**EXCERPTED PASSAGE**
Tony “Big Tuna” Accardo
Mafia Boss Tony “Big Tuna” Accardo lived from 1906 to 1992 and was one of the most famous names in organized crime. He was a part of the Al Capone Chicago Crime Syndicate. Before he was even old enough to complete grade school he dropped out. Once he did so he entered into the mafia world though to his dying day he would deny being a part of it.
Accardo’s parents agreed with him that dropping out of school was the best course of action for him. They then filed an affidavit to his birth certificate stating that he was born in 1904, making him legally old enough to drop out of school. Upon doing so he began working as a florist delivery boy. He later went on to become a clerk at a local grocery store. It has been said that these were the only two legitimate jobs he held throughout the course of his life.
Throughout his teenage years he used his jobs as a cover to transport illegal moonshine from Sicily to Chicago. Since he enjoyed his first taste of crime in these jobs he then went on to become a pickpocket, mugger, car thief and burglar. Though he encountered authorities several times he never served any jail time during this point in his life.
In 1922, Accardo was arrested for the first time. It was for a motor vehicle violation which kicked off his life of crime. The next year he had to pay a $200 fine after he was charged with disorderly conduct at a pool hall in the area. The pool hall it happened at is one that local mobsters were often seen at. Within the next year Accardo would be charged with two more counts of disorderly conduct. Through all this violence in his life he was first noticed by Al Capone.
Shortly after Al Capone began noticing Accardo, “Big Tuna” went on to become a part of the Circus Café Gang. The gang ended it becoming affiliated with Al Capone later on. Once a close friend of Accardo’s became Capone’s personal hit man it led to Accardo quickly becoming Capone’s bodyguard. During that time several others were also recruited to become members of the Circus Café Gang.

**ACTIVITY LIST**
a) In the passage on Tony Accardo, how much was the fine he paid after the disorderly conduct charge at a pool hall?
b) Which criminal roles does the passage on Tony Accardo say he went on to take up after his first taste of crime in his jobs?

**DATASET ENTRIES**
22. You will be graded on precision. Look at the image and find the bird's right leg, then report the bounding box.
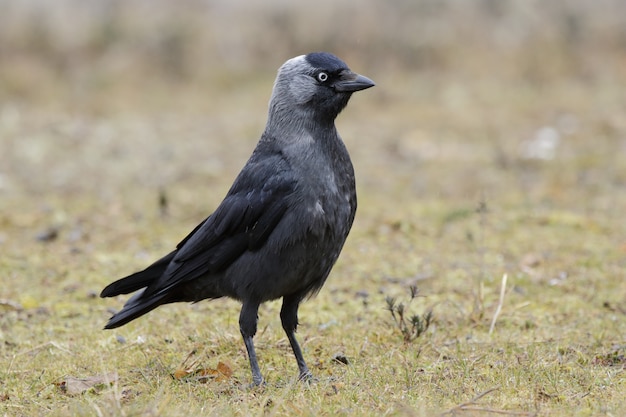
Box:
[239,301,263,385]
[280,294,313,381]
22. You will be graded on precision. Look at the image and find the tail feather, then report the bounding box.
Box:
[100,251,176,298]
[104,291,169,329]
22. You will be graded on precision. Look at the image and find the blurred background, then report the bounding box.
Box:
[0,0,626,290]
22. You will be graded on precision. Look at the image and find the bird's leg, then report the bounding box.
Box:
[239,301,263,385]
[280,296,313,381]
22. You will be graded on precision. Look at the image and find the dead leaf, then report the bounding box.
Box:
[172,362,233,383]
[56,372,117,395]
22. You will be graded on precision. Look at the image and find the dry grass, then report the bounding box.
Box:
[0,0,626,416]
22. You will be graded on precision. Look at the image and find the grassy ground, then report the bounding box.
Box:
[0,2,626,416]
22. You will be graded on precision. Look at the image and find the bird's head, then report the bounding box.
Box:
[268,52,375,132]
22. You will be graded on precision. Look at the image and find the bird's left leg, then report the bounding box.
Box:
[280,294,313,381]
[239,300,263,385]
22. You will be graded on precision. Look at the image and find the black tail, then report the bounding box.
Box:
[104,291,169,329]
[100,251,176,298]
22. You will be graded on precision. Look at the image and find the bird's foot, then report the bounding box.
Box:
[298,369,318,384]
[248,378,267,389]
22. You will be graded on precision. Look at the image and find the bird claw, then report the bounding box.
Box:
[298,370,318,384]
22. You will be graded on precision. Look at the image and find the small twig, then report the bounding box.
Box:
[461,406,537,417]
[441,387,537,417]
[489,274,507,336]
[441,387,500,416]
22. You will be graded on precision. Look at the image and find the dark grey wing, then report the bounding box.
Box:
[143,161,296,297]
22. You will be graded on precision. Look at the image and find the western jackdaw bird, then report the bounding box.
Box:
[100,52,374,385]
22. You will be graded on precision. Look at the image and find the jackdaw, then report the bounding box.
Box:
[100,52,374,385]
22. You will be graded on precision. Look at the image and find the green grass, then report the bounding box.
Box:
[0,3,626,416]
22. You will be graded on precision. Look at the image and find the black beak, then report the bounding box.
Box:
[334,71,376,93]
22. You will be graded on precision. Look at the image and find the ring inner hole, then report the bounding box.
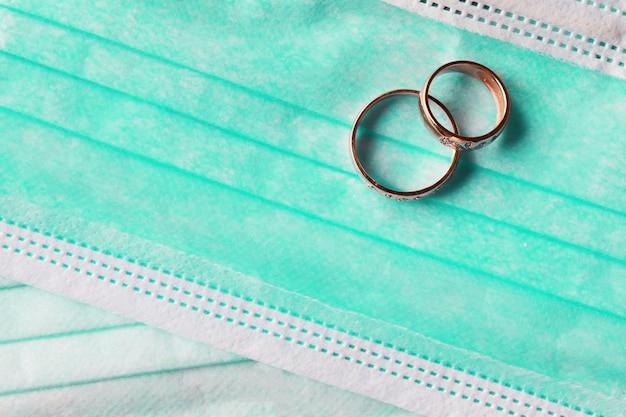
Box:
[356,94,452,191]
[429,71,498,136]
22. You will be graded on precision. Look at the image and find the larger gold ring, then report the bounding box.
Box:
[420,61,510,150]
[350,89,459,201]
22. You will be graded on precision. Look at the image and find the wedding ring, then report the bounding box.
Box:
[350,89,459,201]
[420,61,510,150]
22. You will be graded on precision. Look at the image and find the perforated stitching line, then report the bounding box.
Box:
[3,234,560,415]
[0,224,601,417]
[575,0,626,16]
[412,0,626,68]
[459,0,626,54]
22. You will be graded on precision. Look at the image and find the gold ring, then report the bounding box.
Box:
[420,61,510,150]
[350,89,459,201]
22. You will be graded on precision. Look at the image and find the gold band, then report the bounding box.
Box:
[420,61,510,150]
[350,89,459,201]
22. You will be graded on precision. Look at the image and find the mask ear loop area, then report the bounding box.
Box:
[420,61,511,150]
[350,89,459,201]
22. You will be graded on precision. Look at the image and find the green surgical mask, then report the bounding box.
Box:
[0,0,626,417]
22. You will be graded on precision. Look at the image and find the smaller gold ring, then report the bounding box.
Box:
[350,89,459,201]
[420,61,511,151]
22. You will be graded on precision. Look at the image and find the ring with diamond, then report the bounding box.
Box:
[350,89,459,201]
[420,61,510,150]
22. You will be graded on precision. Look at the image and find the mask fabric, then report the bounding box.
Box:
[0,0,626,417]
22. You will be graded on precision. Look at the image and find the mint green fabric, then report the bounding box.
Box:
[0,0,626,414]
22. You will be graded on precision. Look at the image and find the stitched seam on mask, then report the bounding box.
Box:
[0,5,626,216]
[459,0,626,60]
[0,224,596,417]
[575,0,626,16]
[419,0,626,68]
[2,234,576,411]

**RESULTS FOR EACH TASK**
a) $200

b) Pickpocket, mugger, car thief, and burglar.